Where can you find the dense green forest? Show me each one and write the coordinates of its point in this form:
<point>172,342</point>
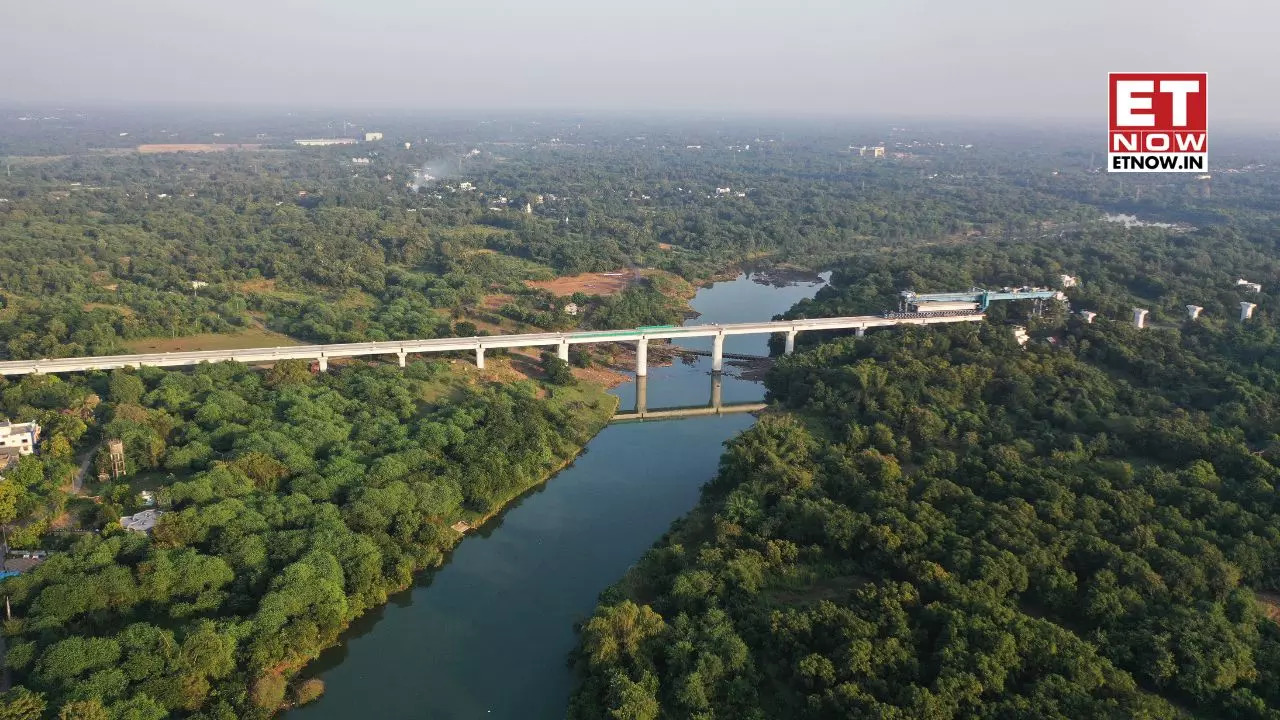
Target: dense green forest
<point>293,505</point>
<point>945,524</point>
<point>99,251</point>
<point>940,523</point>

+ + + +

Write out every line of the listing above exactly, omitting the picture.

Where can you find the dense green forest? Show me each one and write the coordinates of its point in this form:
<point>172,342</point>
Target: dense green forest
<point>293,505</point>
<point>945,524</point>
<point>99,251</point>
<point>940,523</point>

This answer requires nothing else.